Which of the lines below include the word "molding"? Pull each one out.

[Data items]
--------------------------------
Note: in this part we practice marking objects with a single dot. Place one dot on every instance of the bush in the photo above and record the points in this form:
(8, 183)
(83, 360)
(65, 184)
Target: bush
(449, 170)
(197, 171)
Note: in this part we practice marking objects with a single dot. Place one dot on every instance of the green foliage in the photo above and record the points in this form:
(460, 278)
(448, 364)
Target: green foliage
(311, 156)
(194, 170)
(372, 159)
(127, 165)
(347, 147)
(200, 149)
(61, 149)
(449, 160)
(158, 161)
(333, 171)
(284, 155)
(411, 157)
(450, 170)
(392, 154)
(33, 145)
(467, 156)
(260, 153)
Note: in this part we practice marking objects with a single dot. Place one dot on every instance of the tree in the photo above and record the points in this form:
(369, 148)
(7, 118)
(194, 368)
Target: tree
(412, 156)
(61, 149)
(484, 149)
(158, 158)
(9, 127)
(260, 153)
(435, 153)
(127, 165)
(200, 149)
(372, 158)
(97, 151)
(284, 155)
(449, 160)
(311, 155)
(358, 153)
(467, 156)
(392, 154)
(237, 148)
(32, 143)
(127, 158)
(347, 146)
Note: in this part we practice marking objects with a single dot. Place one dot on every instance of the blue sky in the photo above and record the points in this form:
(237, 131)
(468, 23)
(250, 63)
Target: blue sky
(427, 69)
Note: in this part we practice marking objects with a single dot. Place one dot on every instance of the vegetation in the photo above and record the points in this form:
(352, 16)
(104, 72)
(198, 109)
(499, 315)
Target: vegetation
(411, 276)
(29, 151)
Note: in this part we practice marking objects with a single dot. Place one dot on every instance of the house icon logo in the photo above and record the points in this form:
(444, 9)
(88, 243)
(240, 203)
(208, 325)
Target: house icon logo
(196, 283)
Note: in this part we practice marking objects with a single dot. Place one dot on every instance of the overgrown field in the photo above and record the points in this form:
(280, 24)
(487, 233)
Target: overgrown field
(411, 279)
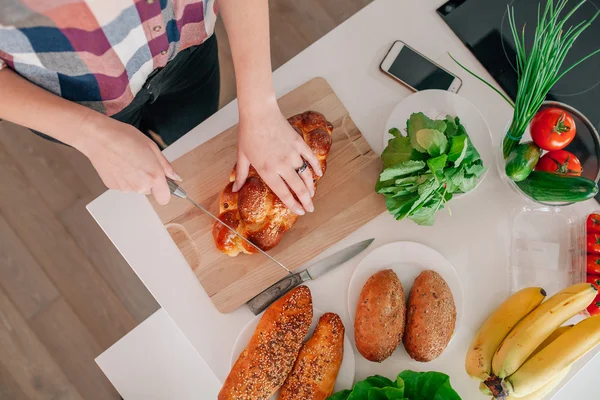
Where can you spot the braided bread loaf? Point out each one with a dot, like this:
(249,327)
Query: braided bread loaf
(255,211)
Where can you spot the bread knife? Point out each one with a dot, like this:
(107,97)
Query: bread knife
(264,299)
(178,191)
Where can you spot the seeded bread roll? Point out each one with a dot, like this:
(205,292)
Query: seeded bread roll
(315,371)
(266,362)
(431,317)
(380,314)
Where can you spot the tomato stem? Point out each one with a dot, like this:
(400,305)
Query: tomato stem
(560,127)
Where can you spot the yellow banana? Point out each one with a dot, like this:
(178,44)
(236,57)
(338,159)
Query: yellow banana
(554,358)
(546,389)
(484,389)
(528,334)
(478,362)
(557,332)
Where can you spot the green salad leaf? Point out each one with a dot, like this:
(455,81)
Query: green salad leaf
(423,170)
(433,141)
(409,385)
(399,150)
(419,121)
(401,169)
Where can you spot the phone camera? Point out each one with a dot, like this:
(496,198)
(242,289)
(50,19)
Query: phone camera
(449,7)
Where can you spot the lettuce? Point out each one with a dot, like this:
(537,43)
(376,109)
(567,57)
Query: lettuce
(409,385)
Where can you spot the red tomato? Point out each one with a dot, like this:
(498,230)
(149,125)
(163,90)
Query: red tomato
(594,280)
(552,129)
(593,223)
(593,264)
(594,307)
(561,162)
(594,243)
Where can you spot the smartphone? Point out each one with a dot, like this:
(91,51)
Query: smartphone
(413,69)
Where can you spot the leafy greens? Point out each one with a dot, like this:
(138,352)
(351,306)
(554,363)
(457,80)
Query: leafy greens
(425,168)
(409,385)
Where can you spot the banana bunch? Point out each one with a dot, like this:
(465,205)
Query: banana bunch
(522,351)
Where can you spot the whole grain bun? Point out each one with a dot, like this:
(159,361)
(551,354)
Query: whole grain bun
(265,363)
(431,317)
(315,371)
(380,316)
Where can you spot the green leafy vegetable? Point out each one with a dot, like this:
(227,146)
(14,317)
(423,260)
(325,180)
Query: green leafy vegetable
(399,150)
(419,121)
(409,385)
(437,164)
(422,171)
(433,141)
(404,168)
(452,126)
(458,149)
--------------------------------
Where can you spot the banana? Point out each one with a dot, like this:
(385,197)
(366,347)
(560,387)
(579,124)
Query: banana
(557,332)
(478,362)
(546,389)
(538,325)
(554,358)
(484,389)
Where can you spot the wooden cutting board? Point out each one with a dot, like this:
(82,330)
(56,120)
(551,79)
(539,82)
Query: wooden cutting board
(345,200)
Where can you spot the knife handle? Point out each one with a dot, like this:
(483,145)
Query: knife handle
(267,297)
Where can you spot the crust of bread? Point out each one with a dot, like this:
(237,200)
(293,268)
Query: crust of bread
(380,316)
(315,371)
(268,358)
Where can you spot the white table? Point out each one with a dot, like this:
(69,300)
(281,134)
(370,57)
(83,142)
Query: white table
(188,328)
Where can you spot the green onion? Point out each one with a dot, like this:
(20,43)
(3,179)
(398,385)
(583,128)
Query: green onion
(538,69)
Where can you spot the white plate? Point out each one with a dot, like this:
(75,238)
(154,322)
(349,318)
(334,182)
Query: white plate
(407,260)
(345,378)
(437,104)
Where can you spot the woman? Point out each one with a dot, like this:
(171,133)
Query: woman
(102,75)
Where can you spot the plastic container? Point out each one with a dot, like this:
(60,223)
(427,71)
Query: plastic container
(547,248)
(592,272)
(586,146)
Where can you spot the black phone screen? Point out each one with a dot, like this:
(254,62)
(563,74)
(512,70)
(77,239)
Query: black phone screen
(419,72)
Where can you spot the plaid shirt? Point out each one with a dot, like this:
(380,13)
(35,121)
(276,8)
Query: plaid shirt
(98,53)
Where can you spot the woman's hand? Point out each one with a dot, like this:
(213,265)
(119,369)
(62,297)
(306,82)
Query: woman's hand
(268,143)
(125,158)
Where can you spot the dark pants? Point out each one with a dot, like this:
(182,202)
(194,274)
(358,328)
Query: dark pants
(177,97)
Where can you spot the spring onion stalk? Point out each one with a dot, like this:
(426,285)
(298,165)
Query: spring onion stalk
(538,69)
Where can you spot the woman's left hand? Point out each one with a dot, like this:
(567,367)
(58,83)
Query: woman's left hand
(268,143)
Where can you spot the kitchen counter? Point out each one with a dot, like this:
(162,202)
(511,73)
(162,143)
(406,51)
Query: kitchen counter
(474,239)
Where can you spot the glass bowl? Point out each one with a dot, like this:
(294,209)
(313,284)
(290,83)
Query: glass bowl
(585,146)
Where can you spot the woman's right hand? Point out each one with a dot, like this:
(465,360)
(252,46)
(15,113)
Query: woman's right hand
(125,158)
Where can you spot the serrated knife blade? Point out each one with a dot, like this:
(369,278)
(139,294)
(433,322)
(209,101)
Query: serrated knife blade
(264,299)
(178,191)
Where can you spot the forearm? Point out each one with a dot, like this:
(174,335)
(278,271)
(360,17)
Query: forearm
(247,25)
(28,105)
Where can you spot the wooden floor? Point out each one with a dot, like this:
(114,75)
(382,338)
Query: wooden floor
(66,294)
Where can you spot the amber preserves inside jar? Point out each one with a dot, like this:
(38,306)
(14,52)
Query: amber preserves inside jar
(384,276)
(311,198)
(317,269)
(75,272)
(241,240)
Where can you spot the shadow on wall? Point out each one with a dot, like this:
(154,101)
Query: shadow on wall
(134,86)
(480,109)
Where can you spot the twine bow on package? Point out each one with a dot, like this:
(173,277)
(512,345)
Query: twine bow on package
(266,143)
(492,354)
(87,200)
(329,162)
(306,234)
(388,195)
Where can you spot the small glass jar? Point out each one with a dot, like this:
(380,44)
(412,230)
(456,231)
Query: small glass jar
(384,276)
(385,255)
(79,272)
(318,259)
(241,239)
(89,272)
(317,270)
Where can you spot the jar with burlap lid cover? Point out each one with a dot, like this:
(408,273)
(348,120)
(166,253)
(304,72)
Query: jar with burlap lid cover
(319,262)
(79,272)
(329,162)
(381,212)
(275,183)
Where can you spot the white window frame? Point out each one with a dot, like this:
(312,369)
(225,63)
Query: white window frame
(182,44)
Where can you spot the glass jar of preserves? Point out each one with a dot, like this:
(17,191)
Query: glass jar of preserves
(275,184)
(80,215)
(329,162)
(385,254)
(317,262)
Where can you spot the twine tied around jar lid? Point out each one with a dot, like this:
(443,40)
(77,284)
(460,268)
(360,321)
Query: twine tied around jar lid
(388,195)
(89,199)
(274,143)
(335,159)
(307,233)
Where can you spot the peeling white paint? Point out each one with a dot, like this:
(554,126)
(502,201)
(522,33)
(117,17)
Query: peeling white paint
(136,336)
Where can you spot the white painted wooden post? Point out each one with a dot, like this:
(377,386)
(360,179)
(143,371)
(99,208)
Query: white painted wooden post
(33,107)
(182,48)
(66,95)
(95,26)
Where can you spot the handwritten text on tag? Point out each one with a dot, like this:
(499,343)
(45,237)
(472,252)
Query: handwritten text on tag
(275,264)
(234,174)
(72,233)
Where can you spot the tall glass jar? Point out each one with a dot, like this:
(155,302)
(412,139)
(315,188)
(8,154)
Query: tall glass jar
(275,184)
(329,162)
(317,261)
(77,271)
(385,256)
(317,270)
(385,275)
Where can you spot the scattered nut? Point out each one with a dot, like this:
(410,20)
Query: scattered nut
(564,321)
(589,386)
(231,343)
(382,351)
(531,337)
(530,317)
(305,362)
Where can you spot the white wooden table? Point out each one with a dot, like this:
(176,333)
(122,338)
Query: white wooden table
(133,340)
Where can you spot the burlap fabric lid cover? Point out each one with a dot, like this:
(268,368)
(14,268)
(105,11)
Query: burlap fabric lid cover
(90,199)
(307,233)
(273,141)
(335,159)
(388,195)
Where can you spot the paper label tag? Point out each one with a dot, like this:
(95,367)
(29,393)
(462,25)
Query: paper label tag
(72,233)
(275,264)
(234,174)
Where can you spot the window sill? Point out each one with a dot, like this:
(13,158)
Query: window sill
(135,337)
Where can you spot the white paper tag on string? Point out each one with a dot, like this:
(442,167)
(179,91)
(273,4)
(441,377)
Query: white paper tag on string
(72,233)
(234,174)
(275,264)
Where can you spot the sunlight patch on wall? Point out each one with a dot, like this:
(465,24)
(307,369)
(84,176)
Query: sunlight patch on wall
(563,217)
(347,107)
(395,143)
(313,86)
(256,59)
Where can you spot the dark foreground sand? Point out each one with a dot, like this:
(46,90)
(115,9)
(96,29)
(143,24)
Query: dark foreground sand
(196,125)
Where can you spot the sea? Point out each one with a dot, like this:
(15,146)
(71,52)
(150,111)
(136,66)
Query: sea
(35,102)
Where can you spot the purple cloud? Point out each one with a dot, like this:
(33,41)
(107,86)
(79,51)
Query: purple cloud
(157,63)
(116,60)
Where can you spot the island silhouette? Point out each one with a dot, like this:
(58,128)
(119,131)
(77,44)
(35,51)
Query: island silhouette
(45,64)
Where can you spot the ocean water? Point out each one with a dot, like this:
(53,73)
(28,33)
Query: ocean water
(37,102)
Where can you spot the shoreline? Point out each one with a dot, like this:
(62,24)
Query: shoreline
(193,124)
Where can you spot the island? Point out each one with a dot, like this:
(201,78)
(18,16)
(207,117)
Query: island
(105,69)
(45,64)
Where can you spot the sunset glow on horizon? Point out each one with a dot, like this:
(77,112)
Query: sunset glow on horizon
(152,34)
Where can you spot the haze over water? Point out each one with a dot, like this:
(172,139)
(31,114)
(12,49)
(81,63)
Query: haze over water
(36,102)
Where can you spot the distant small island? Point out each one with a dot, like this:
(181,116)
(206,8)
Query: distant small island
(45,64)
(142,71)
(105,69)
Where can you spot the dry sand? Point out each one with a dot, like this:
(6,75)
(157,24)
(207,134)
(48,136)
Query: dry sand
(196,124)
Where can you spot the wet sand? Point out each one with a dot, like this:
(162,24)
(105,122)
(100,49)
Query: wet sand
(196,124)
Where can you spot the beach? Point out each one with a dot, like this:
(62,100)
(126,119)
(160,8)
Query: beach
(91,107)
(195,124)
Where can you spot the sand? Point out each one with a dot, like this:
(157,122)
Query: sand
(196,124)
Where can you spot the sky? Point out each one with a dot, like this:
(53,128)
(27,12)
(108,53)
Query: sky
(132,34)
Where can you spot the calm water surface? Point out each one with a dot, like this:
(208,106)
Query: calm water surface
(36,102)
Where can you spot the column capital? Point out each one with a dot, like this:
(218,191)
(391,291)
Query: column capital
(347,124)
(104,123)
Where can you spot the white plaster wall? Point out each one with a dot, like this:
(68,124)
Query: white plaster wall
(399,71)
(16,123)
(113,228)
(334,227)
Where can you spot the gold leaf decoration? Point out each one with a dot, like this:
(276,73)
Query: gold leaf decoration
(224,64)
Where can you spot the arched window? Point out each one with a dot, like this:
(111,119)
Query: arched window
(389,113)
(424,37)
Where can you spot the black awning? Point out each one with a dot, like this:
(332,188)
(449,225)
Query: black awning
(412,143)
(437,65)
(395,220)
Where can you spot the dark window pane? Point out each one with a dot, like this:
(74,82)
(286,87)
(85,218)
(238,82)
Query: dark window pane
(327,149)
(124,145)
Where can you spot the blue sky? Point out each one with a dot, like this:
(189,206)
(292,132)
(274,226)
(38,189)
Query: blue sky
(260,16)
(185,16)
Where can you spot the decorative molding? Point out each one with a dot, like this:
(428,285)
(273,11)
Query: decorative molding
--------------------------------
• [Result for this exercise]
Where can you spot the decorative molding? Point out each one with a dot, like this:
Query: decorative molding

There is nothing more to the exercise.